*** Opening DATASET RECORDS ***

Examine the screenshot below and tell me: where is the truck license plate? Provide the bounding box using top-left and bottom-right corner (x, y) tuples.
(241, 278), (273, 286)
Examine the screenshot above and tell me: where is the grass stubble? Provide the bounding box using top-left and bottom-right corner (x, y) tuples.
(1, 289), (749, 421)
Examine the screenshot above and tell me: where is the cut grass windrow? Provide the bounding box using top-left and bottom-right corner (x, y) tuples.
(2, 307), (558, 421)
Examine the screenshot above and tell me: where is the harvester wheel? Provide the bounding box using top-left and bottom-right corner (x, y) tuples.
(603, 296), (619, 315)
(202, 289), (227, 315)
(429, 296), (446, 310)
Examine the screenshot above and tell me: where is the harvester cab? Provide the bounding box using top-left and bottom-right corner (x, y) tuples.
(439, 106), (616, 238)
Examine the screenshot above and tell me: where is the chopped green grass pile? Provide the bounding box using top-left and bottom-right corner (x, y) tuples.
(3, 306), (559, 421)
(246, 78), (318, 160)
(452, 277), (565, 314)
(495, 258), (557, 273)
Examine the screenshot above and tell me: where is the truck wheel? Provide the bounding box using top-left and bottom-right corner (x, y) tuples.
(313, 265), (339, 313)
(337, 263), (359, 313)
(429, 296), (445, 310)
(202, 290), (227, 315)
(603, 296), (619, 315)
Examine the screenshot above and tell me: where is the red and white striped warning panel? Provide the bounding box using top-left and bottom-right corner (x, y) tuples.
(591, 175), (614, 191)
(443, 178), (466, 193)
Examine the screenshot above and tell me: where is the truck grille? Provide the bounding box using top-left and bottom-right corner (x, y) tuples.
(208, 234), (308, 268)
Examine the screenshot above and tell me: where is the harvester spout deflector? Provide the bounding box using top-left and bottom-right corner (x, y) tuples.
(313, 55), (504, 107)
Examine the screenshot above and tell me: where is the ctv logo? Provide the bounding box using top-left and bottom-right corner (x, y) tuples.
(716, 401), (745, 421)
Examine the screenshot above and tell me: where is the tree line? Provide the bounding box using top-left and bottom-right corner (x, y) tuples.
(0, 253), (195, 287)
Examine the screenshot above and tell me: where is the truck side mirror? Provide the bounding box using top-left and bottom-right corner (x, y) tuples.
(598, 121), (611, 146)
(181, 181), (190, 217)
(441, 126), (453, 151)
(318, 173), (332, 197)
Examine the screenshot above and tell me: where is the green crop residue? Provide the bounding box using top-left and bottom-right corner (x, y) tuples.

*** Closing DATASET RECORDS ***

GOAL OF THE EXERCISE: Output the entire listing exactly as written.

THE COMPLETED TASK:
Examine the screenshot below and tell me: where is the truck license plate? Provide the bounding box using top-left and bottom-right corner (x, y) tuples.
(241, 278), (273, 286)
Examine the screenshot above and tell me: where is the grass stubble? Provide the bounding box using top-left and bottom-right corner (x, y) tuples.
(1, 289), (749, 421)
Examine the screenshot above and tell me: where is the cut grass windrow? Provide the bounding box using top-left and bottom-right corner (x, y) tuples.
(2, 307), (558, 421)
Examine the screenshot above and tell me: where is the harvester wheel? Provide the bounding box using top-left and bottom-right corner (x, y) tuples.
(603, 296), (619, 315)
(202, 289), (227, 315)
(429, 296), (446, 310)
Examine the screenshot above and tell me: where is the harvester cab? Provide the bounding box using top-left and bottom-right corner (x, y) tuples.
(439, 106), (616, 238)
Examine the screenshot above and tell me: where is the chopped green grass pile? Provide the bounding box using top-left and bottom-right corner (x, y) tuples.
(3, 306), (559, 421)
(246, 78), (318, 160)
(452, 277), (565, 314)
(495, 258), (557, 273)
Examine the screenshot above and tell me: where is the truck wheel? Provide the bounding box using top-left and bottom-right corner (x, y) tuples.
(313, 265), (339, 313)
(337, 263), (359, 313)
(429, 296), (445, 310)
(202, 290), (227, 315)
(603, 296), (619, 315)
Examine the screenshot above and tell me: where is the red and white striped warning panel? Provide the bounding box using top-left and bottom-right corner (x, y) tuples.
(591, 175), (614, 191)
(443, 178), (466, 193)
Examine the screenshot above and tell me: where is the truck grille? Provide the bounding box using top-left and bottom-right corner (x, y) tuples.
(208, 234), (308, 268)
Examine the screenshot above and tell me: where is the harvester spout deflector? Provide the bounding box using top-left and bottom-right corner (x, y) tuples.
(313, 55), (504, 107)
Examine the screenshot above and tell me: where is the ctv logo? Provide the bounding box using top-left and bottom-right corner (x, y) tuples.
(716, 401), (745, 421)
Examine the screenshot above and tell me: where is the tree line? Provide the bounding box using top-left and bottom-right corner (x, y) tuples.
(0, 253), (195, 287)
Examine the screenshot above and tell me: where is the truck side mirror? Provide the bounding box using top-left and bottom-right corner (x, y) tuples.
(598, 121), (611, 146)
(181, 181), (190, 217)
(441, 126), (453, 151)
(318, 173), (332, 197)
Examine the screenshot above and tell me: where is the green crop residue? Provide the bounding box using top-left and bottom-right corner (x, y) tuples.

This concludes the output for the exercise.